TRY IT.
Scan the entries for lines with the word "dark", then copy those lines.

RECORDS PROVIDED.
# # # #

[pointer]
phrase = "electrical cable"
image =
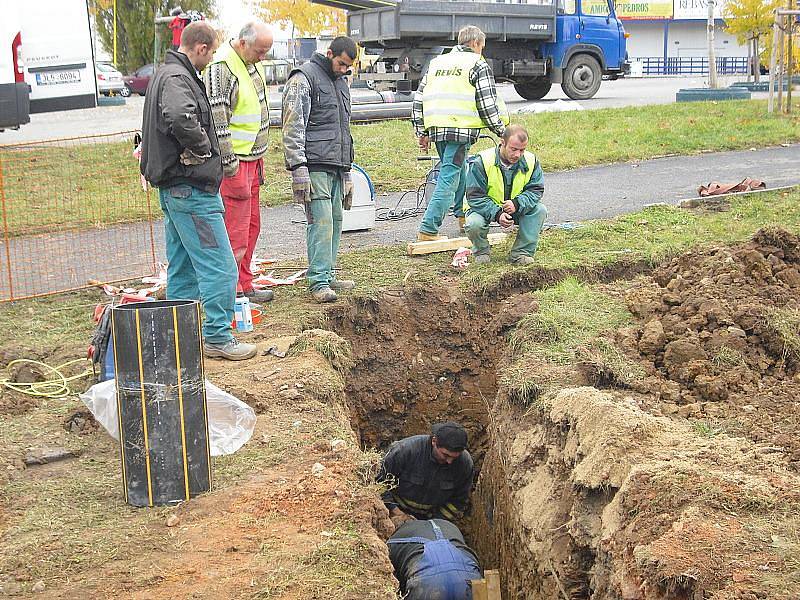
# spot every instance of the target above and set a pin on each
(55, 387)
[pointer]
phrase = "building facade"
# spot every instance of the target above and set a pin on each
(668, 37)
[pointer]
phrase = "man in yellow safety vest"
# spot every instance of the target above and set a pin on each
(505, 185)
(237, 89)
(454, 101)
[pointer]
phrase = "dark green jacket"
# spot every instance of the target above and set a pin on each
(477, 185)
(177, 117)
(419, 485)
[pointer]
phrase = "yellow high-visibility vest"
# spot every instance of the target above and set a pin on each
(246, 116)
(449, 98)
(496, 185)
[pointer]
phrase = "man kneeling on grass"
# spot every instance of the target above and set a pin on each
(505, 185)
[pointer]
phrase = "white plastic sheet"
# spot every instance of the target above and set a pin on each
(230, 421)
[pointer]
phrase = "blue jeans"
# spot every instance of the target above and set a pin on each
(201, 263)
(324, 228)
(450, 186)
(529, 220)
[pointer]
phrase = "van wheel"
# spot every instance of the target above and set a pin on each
(533, 89)
(582, 77)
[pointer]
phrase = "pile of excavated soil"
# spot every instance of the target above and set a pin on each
(719, 337)
(586, 495)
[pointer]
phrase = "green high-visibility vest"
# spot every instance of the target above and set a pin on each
(496, 184)
(246, 117)
(449, 98)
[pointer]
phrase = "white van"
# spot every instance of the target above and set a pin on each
(59, 59)
(14, 92)
(46, 56)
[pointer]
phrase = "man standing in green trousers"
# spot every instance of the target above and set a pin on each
(505, 185)
(180, 156)
(318, 149)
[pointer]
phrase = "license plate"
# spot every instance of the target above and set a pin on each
(56, 77)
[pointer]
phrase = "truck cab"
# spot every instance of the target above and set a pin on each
(14, 92)
(589, 44)
(574, 43)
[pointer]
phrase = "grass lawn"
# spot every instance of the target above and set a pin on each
(87, 521)
(97, 184)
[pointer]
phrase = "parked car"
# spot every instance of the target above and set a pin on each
(137, 83)
(109, 80)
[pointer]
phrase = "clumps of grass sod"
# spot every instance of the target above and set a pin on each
(333, 347)
(785, 323)
(570, 314)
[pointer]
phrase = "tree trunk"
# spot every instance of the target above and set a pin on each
(756, 60)
(712, 59)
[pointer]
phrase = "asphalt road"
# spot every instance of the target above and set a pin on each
(112, 119)
(577, 195)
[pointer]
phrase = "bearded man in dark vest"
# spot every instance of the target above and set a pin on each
(318, 149)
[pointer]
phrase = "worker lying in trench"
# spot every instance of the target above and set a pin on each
(432, 562)
(428, 476)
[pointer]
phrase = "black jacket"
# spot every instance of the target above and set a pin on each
(328, 139)
(419, 485)
(177, 116)
(404, 556)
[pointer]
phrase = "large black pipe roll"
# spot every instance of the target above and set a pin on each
(161, 401)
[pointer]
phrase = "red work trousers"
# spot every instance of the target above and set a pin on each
(243, 215)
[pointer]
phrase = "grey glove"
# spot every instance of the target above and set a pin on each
(232, 168)
(347, 191)
(301, 190)
(190, 158)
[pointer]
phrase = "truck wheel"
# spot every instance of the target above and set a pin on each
(534, 89)
(582, 77)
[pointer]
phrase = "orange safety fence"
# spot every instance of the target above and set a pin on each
(73, 214)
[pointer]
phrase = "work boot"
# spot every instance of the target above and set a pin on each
(323, 295)
(260, 295)
(337, 285)
(230, 350)
(429, 237)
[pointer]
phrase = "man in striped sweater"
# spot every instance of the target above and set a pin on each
(237, 89)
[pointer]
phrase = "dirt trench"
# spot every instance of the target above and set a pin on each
(432, 355)
(670, 483)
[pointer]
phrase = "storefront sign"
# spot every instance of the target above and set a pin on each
(697, 9)
(633, 9)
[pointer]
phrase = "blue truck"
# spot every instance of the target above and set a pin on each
(574, 43)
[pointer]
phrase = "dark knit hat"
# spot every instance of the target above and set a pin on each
(451, 436)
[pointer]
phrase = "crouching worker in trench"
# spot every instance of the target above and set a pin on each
(429, 476)
(432, 561)
(505, 185)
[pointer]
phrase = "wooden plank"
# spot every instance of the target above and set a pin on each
(492, 584)
(446, 244)
(479, 590)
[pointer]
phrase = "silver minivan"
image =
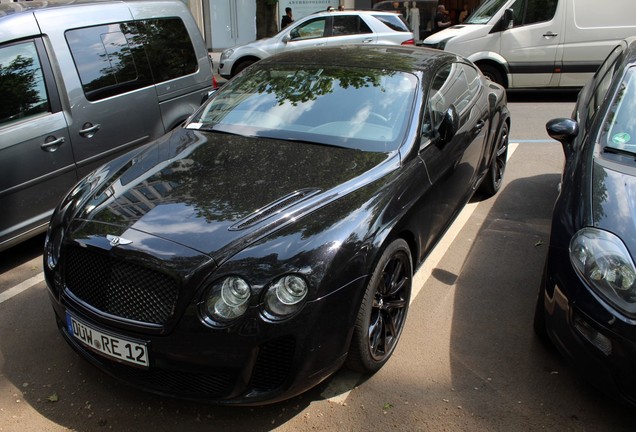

# # # #

SOLUTION TO THE EXERCISE.
phrase = "dark green jacket"
phrase = "bearded man in dark vest"
phrase = "dark knit hat"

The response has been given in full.